Describe what happened: We have the following warning constantly:

2022-02-17 09:34:25 UTC | CORE | WARN | (pkg/security/log/logger.go:112 in Warnf) | Collector not found for container: &{{container xxxxxxxxxxxx} {xxxxx-xxxxxx-rabbit  map[] map[]} map[AWS_DEFAULT_REGION:eu-west-1 AWS_REGION:eu-west-1 AWS_ROLE_ARN:arn:aws:iam::xxxxxx:role/k8s-xxx-datadog-role AWS_WEB_IDENTITY_TOKEN_FILE:/var/run/secrets/eks.amazonaws.com/serviceaccount/token DD_ENV: DD_LOGS_INJECTION:true DD_SERVICE:xxxxxx-xxxxx-xxx DD_TRACE_CLI_ENABLED:true DD_VERSION: SERVICE_NAME:xxxxx-xxx-queue-worker STAKATER_DATADOG_SSM_SECRET:***********************************000000 STAKATER_XXXX_COMMON_SECRET:***********************************000000 STAKATER_XXXX_XXXXXXXX_ENGINE_SERVER_DATADOG_CONFIGMAP:***********************************000000 STAKATER_XXXX_XXXXXXXX_ENGINE_SERVER_ENGINE_SCM_SECRET:***********************************000000 WORKER_QUEUE_NAME:xxxxx-xxxx-reader WORKER_QUEUE_PARAMETERS:--tries=4 --timeout=240 --sleep=2]  {docker.io/xxxxx/xxxx-xxxxx-server@sha256:xxxxxxxxxxxxx docker.io/xxxxx/xxxxx-xxxx-server:5.11.5-aws docker.io/xxxxx/xxxxx-xxx-server xxxxxx-xxxx-server 5.11.5-aws} map[] 0 [] containerd {true 2022-02-17 06:33:52 +0000 UTC 0001-01-01 00:00:00 +0000 UTC}}, metrics will ne missing

2022-02-17 09:34:25 UTC | CORE | WARN | (pkg/security/log/logger.go:112 in Warnf) | Collector not found for container: &{{container xxxxxxxxxxxxx} {datadog-agent  map[] map[]} map[AWS_DEFAULT_REGION:eu-west-1 AWS_REGION:eu-west-1 AWS_ROLE_ARN:arn:aws:iam::xxxxxxxxx:role/k8s-xxx-datadog-role AWS_WEB_IDENTITY_TOKEN_FILE:/var/run/secrets/eks.amazonaws.com/serviceaccount/token DD_APM_ENABLED:true DD_EKS_FARGATE:true DD_KUBERNETES_KUBELET_NODENAME: DD_LOG_LEVEL:warn DD_SITE:datadoghq.eu DD_TAGS:env:des product:xxx platform:eks-fargate datacenter:aws aws_account_name:xxxxxx_xxx terraform:true apikey:xxxxx]  {docker.io/datadog/agent@sha256:xxxxxxxxxxxxx docker.io/datadog/agent:7-jmx docker.io/datadog/agent agent 7-jmx} map[] 0 [] containerd {true 2022-02-17 06:32:57 +0000 UTC 0001-01-01 00:00:00 +0000 UTC}}, metrics will ne missing

This repeats every 15 seconds.

Aim 1:
How often does the warning in the bug report repeat?
The bug report and the records have no connection to each other.

Region outline entries
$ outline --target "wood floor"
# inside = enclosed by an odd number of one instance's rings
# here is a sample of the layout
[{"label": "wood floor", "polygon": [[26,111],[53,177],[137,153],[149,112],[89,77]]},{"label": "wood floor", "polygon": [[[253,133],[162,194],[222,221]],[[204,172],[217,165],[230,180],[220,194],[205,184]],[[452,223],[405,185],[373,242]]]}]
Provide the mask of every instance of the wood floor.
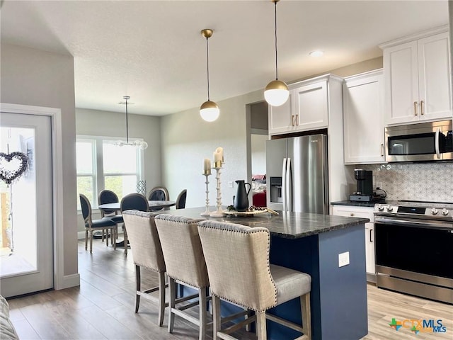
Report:
[{"label": "wood floor", "polygon": [[[134,312],[135,283],[131,252],[125,256],[122,249],[115,251],[96,239],[91,255],[79,242],[79,287],[8,299],[11,318],[21,339],[198,339],[197,328],[179,317],[176,319],[171,334],[167,332],[166,315],[164,327],[158,327],[156,302],[142,299],[139,313]],[[142,273],[142,276],[150,285],[156,282],[154,273]],[[341,312],[341,306],[338,306],[338,312]],[[194,313],[196,314],[196,310]],[[416,335],[407,328],[397,332],[389,325],[392,318],[401,322],[441,319],[447,332]],[[378,289],[369,284],[368,329],[369,334],[363,340],[451,340],[453,306]],[[236,335],[239,339],[256,339],[245,332]]]}]

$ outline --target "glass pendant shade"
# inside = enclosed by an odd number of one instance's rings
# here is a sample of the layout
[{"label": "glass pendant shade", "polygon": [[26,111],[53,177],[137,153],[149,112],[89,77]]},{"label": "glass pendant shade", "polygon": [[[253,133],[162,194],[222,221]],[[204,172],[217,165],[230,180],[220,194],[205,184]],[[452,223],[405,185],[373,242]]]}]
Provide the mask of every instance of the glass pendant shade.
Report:
[{"label": "glass pendant shade", "polygon": [[264,91],[264,98],[269,105],[280,106],[288,100],[289,90],[286,84],[280,80],[273,80]]},{"label": "glass pendant shade", "polygon": [[130,99],[129,96],[125,96],[122,97],[125,101],[120,102],[119,104],[125,104],[126,106],[126,141],[124,140],[118,140],[115,142],[115,145],[117,147],[139,147],[141,150],[144,150],[148,147],[148,143],[147,143],[144,140],[134,140],[134,142],[129,141],[129,125],[128,125],[128,113],[127,113],[127,101]]},{"label": "glass pendant shade", "polygon": [[214,101],[207,101],[201,104],[200,107],[200,115],[207,122],[213,122],[219,118],[220,110]]}]

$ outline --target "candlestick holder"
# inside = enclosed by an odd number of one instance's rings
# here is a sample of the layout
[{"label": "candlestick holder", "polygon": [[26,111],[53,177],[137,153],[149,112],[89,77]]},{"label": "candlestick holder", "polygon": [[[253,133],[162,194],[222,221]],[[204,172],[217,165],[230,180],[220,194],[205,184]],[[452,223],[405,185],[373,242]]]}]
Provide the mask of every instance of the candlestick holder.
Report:
[{"label": "candlestick holder", "polygon": [[[217,165],[217,164],[216,164]],[[222,166],[216,166],[214,169],[215,169],[215,171],[216,171],[216,175],[215,175],[215,179],[217,180],[217,198],[216,200],[217,203],[217,210],[216,211],[213,211],[212,212],[211,212],[210,214],[210,216],[212,216],[213,217],[222,217],[224,215],[224,212],[222,210],[222,191],[220,188],[220,184],[221,184],[221,181],[220,181],[220,174],[221,174],[221,170],[222,170]]]},{"label": "candlestick holder", "polygon": [[209,176],[211,176],[211,174],[203,174],[203,176],[206,176],[206,181],[205,182],[206,183],[206,210],[205,210],[204,212],[202,212],[200,215],[201,215],[202,216],[209,216],[210,215],[211,215],[211,212],[210,211],[210,189],[209,189],[209,183],[210,183]]}]

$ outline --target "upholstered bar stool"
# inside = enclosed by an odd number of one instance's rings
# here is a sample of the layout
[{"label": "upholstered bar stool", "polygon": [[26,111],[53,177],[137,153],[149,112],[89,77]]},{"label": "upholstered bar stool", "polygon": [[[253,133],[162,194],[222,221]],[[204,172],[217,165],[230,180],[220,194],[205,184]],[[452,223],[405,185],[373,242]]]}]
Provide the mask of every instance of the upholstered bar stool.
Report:
[{"label": "upholstered bar stool", "polygon": [[[198,237],[197,222],[200,220],[166,214],[159,215],[155,218],[168,276],[168,332],[173,332],[175,315],[178,315],[197,325],[200,327],[200,340],[204,340],[209,280]],[[196,289],[198,300],[183,305],[178,304],[176,302],[176,283]],[[181,300],[195,296],[197,295]],[[198,319],[184,312],[197,305],[200,309]]]},{"label": "upholstered bar stool", "polygon": [[[243,323],[256,322],[258,340],[266,339],[266,318],[295,329],[311,339],[309,275],[270,264],[270,234],[263,227],[207,220],[198,223],[212,294],[214,339],[235,339],[229,335]],[[300,298],[302,325],[266,310]],[[255,311],[241,324],[221,329],[220,299]]]},{"label": "upholstered bar stool", "polygon": [[[135,265],[135,312],[139,311],[140,297],[147,300],[154,300],[149,295],[159,290],[159,317],[158,324],[162,326],[165,312],[165,262],[162,248],[159,241],[154,217],[156,213],[139,210],[125,210],[122,212],[125,223],[127,225],[127,238],[132,251]],[[156,287],[142,290],[140,268],[156,272],[159,274],[159,283]]]}]

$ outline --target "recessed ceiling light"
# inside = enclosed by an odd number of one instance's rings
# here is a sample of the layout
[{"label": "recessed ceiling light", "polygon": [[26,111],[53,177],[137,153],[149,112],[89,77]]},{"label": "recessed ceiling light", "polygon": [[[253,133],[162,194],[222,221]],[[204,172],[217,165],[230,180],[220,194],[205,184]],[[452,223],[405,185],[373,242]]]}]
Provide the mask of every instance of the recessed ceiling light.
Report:
[{"label": "recessed ceiling light", "polygon": [[309,54],[310,54],[310,56],[311,57],[322,57],[324,55],[324,52],[323,51],[318,50],[316,51],[311,52]]}]

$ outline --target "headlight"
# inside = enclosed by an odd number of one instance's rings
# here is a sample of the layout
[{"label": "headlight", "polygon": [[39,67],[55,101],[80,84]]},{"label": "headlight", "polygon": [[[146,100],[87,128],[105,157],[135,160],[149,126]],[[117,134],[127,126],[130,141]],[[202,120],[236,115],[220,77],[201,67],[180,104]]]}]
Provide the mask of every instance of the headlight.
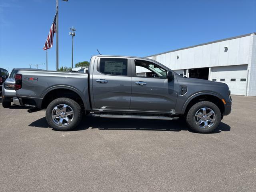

Aim 2:
Extract each line of the records that contains the string "headlight".

Complete response 1:
Every 15 seconds.

Complete response 2:
$ outline --target "headlight"
[{"label": "headlight", "polygon": [[39,67],[55,101],[80,84]]},{"label": "headlight", "polygon": [[[146,100],[87,128],[105,157],[135,160],[149,126]],[[117,134],[127,126],[130,141]],[[202,120],[236,115],[220,77],[201,67],[180,104]]]}]
Provide the mask of every instance of the headlight.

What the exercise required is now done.